Rows from a dataset
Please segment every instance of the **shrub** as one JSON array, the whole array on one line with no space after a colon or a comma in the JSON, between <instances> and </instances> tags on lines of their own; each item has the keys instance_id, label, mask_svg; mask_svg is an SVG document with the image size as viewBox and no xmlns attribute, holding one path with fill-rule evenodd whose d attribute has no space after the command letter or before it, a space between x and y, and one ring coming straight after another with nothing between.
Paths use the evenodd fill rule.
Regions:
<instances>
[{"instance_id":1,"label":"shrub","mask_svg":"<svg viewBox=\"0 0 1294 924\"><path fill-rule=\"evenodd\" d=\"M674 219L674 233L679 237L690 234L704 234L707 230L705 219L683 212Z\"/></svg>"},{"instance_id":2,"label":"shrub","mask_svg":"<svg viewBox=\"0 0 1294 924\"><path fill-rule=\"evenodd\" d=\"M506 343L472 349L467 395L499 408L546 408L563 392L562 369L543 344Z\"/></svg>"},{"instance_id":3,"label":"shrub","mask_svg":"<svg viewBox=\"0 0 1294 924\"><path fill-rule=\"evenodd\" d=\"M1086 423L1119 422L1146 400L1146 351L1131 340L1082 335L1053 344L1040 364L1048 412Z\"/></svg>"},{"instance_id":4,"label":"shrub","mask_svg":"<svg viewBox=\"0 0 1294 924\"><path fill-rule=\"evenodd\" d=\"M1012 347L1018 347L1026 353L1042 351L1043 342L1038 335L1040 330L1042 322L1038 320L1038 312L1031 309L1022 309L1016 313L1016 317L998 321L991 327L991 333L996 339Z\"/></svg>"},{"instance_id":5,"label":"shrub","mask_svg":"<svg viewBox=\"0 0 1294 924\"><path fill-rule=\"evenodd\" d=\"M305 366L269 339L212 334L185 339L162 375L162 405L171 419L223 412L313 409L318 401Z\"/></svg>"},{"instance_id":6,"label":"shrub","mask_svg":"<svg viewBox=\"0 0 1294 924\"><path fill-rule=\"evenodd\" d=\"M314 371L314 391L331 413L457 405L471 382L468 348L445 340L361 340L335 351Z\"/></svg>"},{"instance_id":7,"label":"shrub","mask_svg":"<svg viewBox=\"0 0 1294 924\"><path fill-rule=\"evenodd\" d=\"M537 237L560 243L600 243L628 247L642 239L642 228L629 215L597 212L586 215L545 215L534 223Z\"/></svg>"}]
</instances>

### Short problem
Extract all the entries word for word.

### Written response
Please segment every instance of the **shrub** as one JSON array, the whole array on one line with no space after a colon or a comma in the JSON, between <instances> and </instances> tags on lines of their own; each item has the keys instance_id, label, mask_svg; mask_svg is an SVG document with the image size as viewBox and no xmlns attribute, holding one path with fill-rule evenodd whose d attribute has no space after the command letter or before it, a space between x and y, and one ring coming straight after another with nothing between.
Paths use the evenodd fill rule.
Regions:
<instances>
[{"instance_id":1,"label":"shrub","mask_svg":"<svg viewBox=\"0 0 1294 924\"><path fill-rule=\"evenodd\" d=\"M674 219L674 233L679 237L690 234L704 234L707 230L705 219L683 212Z\"/></svg>"},{"instance_id":2,"label":"shrub","mask_svg":"<svg viewBox=\"0 0 1294 924\"><path fill-rule=\"evenodd\" d=\"M506 343L472 349L467 395L499 408L546 408L563 392L562 369L543 344Z\"/></svg>"},{"instance_id":3,"label":"shrub","mask_svg":"<svg viewBox=\"0 0 1294 924\"><path fill-rule=\"evenodd\" d=\"M1086 423L1119 422L1146 400L1146 351L1131 340L1082 335L1053 344L1040 364L1048 412Z\"/></svg>"},{"instance_id":4,"label":"shrub","mask_svg":"<svg viewBox=\"0 0 1294 924\"><path fill-rule=\"evenodd\" d=\"M1012 347L1018 347L1026 353L1042 351L1043 342L1038 335L1040 330L1042 322L1038 320L1038 312L1031 309L1022 309L1016 313L1016 317L998 321L991 327L991 333L996 339Z\"/></svg>"},{"instance_id":5,"label":"shrub","mask_svg":"<svg viewBox=\"0 0 1294 924\"><path fill-rule=\"evenodd\" d=\"M305 366L269 339L212 334L185 339L162 375L162 405L171 419L223 412L313 409L318 401Z\"/></svg>"},{"instance_id":6,"label":"shrub","mask_svg":"<svg viewBox=\"0 0 1294 924\"><path fill-rule=\"evenodd\" d=\"M314 371L314 391L331 413L457 405L471 382L468 348L445 340L361 340L335 351Z\"/></svg>"},{"instance_id":7,"label":"shrub","mask_svg":"<svg viewBox=\"0 0 1294 924\"><path fill-rule=\"evenodd\" d=\"M537 237L560 243L600 243L628 247L642 239L642 228L629 215L597 212L586 215L545 215L534 223Z\"/></svg>"}]
</instances>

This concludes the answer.